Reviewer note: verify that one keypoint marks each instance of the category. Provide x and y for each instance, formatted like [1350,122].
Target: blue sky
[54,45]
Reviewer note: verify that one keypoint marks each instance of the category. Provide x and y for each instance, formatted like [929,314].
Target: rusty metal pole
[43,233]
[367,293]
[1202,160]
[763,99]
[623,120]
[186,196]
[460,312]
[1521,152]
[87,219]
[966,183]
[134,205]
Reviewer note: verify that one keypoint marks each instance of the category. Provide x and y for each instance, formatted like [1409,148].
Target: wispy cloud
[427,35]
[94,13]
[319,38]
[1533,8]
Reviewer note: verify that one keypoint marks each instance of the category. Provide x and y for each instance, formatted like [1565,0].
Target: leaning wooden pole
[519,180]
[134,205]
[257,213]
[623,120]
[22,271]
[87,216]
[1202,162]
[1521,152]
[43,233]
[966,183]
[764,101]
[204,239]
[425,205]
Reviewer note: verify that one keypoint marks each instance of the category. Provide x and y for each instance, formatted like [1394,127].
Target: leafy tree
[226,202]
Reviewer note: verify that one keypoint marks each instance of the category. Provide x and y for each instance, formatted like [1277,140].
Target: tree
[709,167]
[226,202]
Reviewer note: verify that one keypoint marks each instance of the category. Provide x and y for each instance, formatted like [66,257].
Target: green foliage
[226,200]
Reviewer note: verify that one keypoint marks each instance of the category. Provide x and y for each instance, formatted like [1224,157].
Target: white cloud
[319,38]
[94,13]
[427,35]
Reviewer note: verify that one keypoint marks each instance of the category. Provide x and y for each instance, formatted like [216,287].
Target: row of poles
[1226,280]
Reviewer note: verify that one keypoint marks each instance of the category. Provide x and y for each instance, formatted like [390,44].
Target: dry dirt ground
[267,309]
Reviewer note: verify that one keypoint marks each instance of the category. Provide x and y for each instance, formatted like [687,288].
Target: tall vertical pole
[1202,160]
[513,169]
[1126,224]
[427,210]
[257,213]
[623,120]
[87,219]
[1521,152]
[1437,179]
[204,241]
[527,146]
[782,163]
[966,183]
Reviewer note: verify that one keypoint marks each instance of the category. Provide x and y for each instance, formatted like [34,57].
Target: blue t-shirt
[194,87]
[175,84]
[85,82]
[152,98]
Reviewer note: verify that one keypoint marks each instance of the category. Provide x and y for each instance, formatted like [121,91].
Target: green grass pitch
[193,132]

▶ **Exercise details**:
Copy out every line of the data above without changing anything.

▶ **Solution to this problem**:
Reviewer note: verify that one keypoint marks each instance of the category. Provide x and y for each instance, formatted like [1350,122].
Target: blue sky
[54,45]
Reviewer note: verify that one keypoint marks each instance of the category. Provide x and y for each instance, formatted like [929,314].
Target: rusty metal pole
[43,233]
[367,293]
[1202,160]
[763,99]
[623,120]
[186,196]
[460,312]
[1521,152]
[87,219]
[966,183]
[134,205]
Reviewer note: verify that one keypoint marks each instance of the category. Provide x and y for each instance, formatted like [1409,148].
Target: wispy cloud
[427,35]
[94,13]
[319,38]
[1533,8]
Reviewer note: verify that one keypoint marks each instance of the category. Provide x and y for each instance, formatted like [1565,0].
Target: leaning wooden pole
[519,180]
[134,205]
[257,213]
[623,120]
[22,271]
[87,216]
[1202,162]
[1521,152]
[43,233]
[966,183]
[764,101]
[204,239]
[425,205]
Reviewer note: verify that one keypoint marks each instance of the category. Provide x and y for each instance, formatted like [1394,127].
Target: leafy tree
[226,202]
Reviewer note: verify that one keypoint marks each instance of the category. Provide x and y for each instance, formatted like [1277,140].
Target: tree
[709,167]
[226,202]
Reviewer note: verify that one keypoint marks each instance of the category. Provide x and y for each instance, formatted like [66,257].
Target: green foliage
[226,200]
Reviewer note: verify that one keypoint marks each instance of the category. Provide x and y for each instance, formatted like [1224,157].
Target: white cloud
[319,38]
[94,13]
[427,35]
Reviewer note: verify that one keypoint marks each instance of the category. Provide x and y for each instance, formatted like [216,287].
Target: row of poles
[1226,280]
Reviewer note: verify that one keypoint marks each instance of the category. Provide x and y for each instance, formatted like [390,44].
Target: dry dirt ground
[267,309]
Reviewer note: verify that one keypoint marks each instance of the category. Provide x and y for each instance, formatted like [687,288].
Target: tall vertical pole
[1202,160]
[513,169]
[1126,224]
[427,210]
[257,213]
[623,120]
[87,219]
[1521,152]
[1437,179]
[204,241]
[527,146]
[782,163]
[966,183]
Reviewer note: verify that one keypoint marks each instance of the category. Provide x and y for each instance, formatted like [34,57].
Target: blue t-shirt
[194,87]
[175,84]
[85,82]
[152,98]
Reviewer note: verify that one keypoint marks each instance of the category. Provide x and y for each instance, formatted like [121,91].
Target: green grass pitch
[193,132]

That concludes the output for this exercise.